• **DATASET EXCERPTS**
◆ ◆ ◆ ◆

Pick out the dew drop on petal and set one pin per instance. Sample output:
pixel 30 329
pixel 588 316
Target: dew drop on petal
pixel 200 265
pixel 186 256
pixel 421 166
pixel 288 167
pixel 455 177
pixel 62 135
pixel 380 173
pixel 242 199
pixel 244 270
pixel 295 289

◆ ◆ ◆ ◆

• **WORK INSTRUCTIONS**
Write the whole of the data out again exactly as it stands.

• **RESULT OF THE EXERCISE**
Pick out the dew drop on petal and set one pin per instance. Sample output:
pixel 30 329
pixel 588 316
Target: dew drop on petal
pixel 200 265
pixel 186 256
pixel 421 166
pixel 288 167
pixel 455 177
pixel 62 135
pixel 380 173
pixel 242 199
pixel 244 270
pixel 295 289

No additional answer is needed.